◆ WORK TO BE COMPLETED ◆
In the entries below, find each line with the word "tree" and return it.

◆ DATA EXTRACT ◆
#####

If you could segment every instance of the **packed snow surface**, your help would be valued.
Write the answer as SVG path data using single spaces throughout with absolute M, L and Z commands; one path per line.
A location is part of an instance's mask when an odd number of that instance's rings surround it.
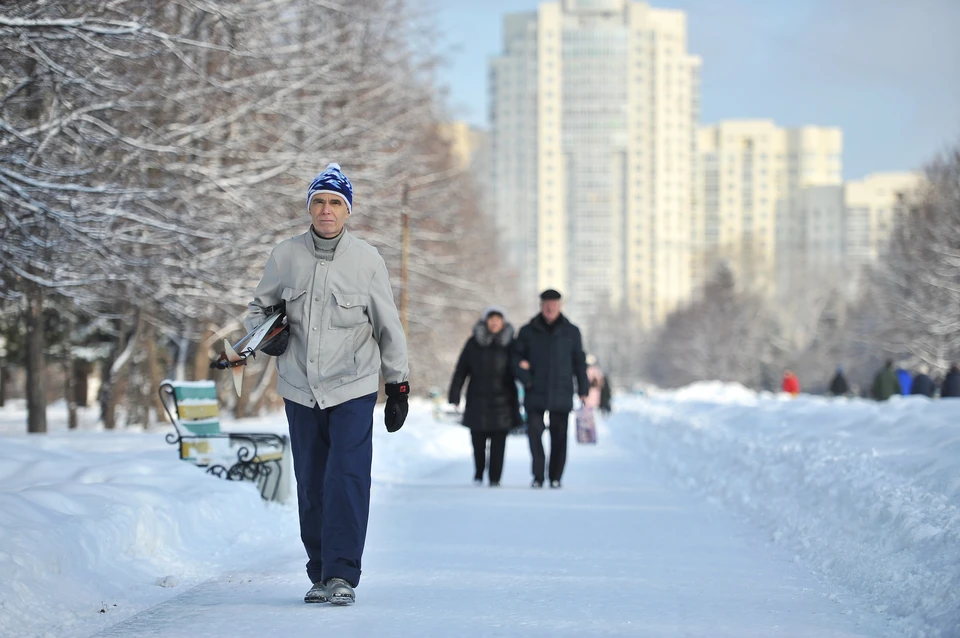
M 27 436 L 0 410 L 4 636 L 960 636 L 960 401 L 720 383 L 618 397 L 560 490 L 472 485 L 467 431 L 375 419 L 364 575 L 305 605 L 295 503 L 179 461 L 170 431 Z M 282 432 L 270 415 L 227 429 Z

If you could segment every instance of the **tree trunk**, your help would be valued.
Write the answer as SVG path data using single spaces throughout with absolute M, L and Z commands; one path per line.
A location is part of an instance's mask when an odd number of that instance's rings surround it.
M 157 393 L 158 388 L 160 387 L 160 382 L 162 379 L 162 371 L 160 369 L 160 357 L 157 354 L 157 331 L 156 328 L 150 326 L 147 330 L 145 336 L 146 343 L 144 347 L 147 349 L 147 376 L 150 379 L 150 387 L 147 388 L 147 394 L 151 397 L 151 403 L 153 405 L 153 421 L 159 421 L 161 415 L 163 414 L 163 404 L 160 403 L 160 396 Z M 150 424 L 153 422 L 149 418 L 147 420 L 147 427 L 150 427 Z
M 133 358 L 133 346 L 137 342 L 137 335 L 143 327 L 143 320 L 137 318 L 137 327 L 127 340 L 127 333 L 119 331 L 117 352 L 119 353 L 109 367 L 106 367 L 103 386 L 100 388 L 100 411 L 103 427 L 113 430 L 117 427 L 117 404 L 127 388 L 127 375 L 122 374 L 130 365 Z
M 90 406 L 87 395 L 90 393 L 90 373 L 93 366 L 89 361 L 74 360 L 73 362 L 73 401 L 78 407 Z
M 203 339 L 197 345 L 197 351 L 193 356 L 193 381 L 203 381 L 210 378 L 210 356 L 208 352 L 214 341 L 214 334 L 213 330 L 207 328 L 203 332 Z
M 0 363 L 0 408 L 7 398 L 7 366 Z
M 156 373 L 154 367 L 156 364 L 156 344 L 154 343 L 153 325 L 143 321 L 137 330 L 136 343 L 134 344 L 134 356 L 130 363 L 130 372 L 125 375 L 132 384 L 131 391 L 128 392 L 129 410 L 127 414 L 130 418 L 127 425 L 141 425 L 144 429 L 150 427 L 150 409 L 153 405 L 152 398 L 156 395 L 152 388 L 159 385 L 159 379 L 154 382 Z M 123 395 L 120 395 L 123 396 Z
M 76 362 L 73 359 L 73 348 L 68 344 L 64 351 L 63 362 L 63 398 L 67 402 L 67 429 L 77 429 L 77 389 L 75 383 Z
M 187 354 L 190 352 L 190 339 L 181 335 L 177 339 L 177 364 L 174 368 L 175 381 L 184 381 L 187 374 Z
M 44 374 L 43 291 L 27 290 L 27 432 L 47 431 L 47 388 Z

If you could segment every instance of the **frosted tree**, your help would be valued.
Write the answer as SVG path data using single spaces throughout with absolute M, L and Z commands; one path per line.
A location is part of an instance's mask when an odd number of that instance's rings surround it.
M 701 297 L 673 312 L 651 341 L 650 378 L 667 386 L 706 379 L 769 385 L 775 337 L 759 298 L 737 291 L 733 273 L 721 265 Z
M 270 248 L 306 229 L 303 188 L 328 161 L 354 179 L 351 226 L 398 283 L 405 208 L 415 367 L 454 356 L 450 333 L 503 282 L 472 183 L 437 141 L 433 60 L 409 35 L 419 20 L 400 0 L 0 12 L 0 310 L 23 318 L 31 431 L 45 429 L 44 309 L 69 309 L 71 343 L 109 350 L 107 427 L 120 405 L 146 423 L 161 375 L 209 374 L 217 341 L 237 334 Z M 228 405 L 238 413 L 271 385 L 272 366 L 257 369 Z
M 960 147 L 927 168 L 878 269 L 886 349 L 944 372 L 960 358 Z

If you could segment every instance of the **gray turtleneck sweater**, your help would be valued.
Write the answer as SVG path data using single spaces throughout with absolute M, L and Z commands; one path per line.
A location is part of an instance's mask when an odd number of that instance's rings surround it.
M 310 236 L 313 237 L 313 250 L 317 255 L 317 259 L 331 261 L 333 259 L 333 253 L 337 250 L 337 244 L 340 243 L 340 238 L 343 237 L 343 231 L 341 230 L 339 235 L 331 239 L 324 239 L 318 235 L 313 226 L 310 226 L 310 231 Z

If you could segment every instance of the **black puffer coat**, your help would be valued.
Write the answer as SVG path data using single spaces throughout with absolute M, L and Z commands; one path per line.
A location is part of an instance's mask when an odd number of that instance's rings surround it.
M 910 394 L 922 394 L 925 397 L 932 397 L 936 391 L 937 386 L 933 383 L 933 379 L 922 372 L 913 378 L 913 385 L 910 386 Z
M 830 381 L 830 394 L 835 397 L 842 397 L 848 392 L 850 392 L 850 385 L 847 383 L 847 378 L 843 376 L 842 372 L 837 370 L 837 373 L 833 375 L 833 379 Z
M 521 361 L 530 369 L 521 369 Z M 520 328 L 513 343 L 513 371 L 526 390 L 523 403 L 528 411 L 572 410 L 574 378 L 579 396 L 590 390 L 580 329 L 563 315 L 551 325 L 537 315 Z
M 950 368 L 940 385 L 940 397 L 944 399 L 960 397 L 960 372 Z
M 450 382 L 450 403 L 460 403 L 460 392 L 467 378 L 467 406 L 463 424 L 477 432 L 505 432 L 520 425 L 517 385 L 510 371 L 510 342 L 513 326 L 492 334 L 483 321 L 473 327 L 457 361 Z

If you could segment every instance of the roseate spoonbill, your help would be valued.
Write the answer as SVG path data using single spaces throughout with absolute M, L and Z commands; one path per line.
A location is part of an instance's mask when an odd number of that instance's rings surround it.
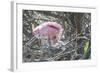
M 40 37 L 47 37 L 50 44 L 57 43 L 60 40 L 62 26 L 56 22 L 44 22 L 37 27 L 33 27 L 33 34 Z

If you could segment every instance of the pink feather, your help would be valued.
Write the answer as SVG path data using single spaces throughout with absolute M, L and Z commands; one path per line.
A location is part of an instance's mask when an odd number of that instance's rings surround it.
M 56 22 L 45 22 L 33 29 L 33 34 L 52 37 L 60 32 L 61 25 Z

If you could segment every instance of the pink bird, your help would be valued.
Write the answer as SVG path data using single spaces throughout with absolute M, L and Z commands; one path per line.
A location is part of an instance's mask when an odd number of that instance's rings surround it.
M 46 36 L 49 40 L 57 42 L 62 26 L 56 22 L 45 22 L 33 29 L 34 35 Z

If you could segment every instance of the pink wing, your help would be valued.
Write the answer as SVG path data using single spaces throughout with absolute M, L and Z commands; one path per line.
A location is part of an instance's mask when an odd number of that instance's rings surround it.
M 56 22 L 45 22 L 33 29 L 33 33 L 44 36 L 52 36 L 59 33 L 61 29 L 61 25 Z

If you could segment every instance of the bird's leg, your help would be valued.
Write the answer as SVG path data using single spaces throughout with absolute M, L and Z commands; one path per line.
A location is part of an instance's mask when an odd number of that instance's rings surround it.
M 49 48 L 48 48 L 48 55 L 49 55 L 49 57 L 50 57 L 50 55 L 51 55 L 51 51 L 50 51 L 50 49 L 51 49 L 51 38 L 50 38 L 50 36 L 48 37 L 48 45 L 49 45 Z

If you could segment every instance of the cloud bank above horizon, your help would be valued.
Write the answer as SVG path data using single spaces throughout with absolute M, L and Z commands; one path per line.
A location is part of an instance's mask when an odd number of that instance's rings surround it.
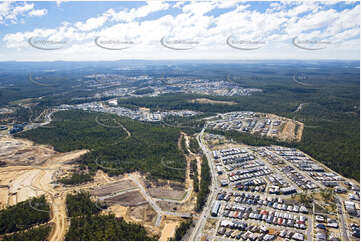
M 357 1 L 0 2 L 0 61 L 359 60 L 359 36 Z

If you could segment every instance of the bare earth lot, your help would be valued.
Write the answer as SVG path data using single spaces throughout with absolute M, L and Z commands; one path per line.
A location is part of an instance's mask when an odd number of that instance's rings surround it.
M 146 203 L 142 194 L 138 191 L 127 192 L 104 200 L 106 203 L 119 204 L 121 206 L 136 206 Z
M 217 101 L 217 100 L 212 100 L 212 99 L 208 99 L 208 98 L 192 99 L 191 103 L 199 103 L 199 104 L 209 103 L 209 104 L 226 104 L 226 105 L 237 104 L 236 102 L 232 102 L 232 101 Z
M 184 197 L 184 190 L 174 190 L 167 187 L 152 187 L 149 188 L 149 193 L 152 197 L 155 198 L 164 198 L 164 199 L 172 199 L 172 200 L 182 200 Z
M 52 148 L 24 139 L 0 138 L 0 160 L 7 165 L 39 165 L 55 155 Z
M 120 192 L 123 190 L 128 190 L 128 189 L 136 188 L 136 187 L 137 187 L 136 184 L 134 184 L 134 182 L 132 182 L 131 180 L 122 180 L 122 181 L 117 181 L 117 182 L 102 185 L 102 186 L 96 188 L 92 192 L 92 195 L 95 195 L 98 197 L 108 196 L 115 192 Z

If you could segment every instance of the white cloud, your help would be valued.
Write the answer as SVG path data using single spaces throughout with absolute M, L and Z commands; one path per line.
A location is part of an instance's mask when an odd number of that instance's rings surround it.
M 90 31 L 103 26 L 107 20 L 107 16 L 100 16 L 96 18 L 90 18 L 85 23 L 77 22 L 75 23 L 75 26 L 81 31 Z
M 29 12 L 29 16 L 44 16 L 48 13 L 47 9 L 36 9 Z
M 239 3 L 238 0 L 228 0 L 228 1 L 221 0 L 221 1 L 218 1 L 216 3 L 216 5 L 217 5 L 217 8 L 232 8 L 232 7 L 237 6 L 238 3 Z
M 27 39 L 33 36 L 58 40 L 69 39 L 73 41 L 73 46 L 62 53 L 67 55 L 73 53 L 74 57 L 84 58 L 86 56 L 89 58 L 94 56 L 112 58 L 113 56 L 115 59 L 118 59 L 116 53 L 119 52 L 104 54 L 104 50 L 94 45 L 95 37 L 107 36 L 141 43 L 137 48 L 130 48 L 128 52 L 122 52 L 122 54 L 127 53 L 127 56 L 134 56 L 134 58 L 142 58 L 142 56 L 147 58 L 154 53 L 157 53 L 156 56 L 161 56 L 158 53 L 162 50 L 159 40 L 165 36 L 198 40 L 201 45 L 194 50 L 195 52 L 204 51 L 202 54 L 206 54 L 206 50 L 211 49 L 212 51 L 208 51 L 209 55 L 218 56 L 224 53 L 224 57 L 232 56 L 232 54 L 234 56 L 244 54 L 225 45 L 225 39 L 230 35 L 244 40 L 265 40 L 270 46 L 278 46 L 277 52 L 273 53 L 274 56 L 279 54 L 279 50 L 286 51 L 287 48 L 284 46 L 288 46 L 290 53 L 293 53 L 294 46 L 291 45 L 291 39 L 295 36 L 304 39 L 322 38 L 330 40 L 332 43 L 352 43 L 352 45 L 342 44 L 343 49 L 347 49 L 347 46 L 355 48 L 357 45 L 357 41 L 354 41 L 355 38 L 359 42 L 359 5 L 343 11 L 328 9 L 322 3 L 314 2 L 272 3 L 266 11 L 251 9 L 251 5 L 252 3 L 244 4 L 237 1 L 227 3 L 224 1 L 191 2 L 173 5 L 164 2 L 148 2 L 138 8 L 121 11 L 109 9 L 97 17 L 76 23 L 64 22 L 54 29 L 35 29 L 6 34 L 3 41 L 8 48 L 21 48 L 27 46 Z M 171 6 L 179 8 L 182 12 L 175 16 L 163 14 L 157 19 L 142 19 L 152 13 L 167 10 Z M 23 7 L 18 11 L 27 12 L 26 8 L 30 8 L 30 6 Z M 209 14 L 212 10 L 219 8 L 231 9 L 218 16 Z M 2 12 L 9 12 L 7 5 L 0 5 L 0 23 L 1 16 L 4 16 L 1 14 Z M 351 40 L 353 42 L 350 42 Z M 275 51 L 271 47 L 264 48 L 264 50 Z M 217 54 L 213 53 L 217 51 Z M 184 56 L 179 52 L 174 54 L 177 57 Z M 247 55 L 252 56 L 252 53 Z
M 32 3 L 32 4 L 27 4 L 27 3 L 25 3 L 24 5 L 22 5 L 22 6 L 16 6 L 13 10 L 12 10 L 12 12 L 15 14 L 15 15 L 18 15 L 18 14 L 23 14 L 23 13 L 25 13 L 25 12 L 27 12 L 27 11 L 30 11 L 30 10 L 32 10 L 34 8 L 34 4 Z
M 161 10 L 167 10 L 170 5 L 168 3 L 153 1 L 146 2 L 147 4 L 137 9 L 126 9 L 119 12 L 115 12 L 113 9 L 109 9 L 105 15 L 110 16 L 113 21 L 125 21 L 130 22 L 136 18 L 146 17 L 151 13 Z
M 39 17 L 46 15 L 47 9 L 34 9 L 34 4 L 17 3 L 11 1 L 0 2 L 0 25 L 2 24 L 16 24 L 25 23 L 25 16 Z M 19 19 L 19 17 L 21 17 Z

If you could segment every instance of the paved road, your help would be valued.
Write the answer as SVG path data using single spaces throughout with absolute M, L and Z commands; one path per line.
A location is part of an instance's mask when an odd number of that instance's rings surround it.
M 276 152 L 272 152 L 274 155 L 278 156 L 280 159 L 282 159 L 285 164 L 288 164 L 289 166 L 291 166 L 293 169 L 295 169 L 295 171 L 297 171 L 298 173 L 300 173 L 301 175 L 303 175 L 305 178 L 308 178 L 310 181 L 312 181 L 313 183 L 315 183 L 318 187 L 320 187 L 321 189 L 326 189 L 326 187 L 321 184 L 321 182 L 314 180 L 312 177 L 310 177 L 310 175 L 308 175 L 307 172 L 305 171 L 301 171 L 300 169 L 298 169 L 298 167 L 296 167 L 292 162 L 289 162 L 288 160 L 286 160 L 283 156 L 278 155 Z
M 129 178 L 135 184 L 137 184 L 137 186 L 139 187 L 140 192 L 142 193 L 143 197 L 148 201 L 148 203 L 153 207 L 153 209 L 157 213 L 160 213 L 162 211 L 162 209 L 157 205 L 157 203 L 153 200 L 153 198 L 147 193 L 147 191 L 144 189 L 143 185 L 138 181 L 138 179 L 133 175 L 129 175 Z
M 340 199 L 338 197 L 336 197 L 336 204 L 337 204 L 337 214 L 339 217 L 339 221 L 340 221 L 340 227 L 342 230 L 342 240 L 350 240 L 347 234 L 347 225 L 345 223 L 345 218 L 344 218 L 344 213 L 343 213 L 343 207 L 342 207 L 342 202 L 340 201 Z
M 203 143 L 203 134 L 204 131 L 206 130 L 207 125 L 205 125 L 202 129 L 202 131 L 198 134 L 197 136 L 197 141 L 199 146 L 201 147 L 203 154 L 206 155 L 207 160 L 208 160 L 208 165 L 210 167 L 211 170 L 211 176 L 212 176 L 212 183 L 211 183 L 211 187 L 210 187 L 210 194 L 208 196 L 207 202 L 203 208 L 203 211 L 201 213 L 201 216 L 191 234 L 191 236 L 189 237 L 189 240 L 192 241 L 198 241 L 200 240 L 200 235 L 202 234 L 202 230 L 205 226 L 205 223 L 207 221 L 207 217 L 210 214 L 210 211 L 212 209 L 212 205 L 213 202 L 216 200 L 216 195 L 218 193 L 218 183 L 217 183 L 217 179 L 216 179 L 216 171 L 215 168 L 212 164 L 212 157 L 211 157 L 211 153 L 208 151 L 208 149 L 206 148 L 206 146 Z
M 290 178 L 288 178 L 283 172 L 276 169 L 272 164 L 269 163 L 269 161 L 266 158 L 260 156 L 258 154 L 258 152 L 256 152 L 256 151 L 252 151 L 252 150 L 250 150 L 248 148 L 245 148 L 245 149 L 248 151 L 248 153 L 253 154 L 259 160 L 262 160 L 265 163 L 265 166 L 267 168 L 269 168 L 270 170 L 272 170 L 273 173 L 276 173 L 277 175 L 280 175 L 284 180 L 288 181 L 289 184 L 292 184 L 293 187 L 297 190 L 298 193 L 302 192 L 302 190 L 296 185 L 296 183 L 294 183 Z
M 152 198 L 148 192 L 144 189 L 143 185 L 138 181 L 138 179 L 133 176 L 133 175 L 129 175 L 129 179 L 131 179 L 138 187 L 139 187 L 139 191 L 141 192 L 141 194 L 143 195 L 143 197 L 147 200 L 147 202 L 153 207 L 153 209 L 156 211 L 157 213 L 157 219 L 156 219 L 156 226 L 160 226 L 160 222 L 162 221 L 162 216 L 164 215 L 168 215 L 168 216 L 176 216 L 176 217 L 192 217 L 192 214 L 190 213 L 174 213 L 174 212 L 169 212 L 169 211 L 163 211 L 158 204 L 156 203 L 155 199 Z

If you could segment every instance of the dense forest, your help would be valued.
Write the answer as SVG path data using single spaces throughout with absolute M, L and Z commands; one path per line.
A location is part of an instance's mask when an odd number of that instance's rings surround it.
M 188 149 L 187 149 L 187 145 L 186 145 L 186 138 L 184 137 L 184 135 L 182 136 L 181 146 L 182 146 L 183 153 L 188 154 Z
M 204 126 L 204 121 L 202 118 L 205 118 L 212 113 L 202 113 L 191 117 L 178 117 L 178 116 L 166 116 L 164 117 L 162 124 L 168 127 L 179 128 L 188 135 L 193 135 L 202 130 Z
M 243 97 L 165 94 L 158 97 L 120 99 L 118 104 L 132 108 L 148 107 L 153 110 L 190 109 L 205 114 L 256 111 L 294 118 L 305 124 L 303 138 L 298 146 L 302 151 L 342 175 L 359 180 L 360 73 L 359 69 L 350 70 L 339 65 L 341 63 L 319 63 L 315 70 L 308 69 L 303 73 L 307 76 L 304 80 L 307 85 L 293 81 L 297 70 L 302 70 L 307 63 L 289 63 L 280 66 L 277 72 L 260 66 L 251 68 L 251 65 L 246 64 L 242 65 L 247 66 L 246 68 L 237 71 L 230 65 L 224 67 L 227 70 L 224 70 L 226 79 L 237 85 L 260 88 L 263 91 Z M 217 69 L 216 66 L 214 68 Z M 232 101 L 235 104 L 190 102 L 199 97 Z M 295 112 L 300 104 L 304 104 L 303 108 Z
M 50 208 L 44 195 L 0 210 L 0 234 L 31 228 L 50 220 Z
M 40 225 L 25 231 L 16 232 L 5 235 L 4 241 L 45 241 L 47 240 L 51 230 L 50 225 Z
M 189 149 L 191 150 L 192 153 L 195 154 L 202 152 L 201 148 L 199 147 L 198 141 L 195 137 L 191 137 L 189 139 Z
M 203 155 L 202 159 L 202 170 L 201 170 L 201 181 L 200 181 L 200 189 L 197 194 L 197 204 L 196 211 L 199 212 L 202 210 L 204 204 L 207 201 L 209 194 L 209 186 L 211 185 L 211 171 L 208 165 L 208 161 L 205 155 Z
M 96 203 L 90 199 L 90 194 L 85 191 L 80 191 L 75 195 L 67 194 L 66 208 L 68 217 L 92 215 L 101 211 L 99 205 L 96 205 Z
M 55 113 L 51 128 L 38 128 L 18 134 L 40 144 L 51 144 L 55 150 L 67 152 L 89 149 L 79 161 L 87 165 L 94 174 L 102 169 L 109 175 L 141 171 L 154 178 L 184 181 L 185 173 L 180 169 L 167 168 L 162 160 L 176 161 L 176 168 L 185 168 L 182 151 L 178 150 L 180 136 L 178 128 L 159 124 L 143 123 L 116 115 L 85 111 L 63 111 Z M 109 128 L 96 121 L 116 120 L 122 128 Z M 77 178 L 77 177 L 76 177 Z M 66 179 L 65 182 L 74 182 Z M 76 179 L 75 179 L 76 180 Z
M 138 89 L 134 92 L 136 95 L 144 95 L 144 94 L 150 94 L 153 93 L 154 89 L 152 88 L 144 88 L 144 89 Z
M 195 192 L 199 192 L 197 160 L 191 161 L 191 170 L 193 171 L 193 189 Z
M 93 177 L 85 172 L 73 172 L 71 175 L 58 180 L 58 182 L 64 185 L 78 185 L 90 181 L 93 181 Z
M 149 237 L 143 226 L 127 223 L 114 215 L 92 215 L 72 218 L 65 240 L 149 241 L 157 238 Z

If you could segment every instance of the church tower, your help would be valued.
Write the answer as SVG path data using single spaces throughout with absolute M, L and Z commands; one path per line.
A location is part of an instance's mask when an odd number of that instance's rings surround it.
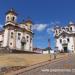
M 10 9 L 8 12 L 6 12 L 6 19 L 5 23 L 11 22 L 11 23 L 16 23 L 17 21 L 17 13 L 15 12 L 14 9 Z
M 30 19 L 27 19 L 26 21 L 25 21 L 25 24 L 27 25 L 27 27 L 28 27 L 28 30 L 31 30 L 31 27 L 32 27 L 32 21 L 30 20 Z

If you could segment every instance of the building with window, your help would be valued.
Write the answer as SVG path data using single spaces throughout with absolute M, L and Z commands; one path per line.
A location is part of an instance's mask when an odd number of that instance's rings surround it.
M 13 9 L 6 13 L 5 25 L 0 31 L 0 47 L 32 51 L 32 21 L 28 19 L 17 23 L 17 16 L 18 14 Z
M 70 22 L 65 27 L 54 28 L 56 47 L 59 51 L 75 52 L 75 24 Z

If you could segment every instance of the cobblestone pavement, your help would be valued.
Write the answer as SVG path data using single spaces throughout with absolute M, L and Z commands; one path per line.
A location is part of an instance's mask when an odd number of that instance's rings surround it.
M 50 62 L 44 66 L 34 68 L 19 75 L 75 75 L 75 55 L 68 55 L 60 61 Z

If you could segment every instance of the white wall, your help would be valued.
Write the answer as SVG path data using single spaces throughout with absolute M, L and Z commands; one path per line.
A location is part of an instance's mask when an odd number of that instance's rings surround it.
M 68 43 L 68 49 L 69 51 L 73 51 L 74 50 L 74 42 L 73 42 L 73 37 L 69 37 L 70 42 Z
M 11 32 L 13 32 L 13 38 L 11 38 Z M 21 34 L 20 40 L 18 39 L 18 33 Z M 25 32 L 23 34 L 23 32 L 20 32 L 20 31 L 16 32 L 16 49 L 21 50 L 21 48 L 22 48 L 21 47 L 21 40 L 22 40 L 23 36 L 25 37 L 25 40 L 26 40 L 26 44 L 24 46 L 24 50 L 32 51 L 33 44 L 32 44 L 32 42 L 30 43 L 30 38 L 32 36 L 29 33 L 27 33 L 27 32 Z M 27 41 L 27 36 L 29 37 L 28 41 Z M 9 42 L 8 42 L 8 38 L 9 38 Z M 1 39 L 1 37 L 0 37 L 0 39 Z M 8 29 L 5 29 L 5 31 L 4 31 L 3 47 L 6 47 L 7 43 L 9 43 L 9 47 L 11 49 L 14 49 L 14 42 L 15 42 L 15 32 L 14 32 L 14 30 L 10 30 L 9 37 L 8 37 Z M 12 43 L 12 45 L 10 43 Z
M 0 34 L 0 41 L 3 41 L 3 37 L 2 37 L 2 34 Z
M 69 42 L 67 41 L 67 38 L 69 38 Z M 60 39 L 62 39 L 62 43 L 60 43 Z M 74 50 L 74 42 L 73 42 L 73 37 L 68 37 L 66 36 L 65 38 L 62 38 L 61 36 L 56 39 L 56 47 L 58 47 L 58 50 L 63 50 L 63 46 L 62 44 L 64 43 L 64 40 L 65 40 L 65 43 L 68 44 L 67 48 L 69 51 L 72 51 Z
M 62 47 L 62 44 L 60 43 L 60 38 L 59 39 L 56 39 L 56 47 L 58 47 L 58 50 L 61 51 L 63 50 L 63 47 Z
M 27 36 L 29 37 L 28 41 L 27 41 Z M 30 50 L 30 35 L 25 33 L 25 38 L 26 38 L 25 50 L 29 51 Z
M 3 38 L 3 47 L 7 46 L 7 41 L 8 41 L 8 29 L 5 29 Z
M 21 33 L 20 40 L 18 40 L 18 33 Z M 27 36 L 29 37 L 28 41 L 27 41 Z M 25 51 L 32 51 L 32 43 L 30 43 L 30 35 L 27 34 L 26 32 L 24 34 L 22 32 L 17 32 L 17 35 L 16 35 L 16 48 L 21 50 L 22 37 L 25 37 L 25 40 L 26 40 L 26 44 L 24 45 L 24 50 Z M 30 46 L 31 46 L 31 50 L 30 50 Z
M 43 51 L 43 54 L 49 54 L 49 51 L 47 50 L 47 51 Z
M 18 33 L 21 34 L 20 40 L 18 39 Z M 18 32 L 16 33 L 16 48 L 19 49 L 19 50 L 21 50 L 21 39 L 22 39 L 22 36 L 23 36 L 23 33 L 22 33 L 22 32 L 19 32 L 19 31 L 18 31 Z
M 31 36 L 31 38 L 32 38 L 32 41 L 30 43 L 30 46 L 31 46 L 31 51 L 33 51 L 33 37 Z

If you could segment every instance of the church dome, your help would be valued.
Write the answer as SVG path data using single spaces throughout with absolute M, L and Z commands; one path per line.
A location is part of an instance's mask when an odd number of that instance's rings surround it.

#####

◆ REPLY ◆
If you could segment every instance of the **tree trunk**, your help would be valued.
If you could segment every instance of the **frosted tree**, your help would be valued.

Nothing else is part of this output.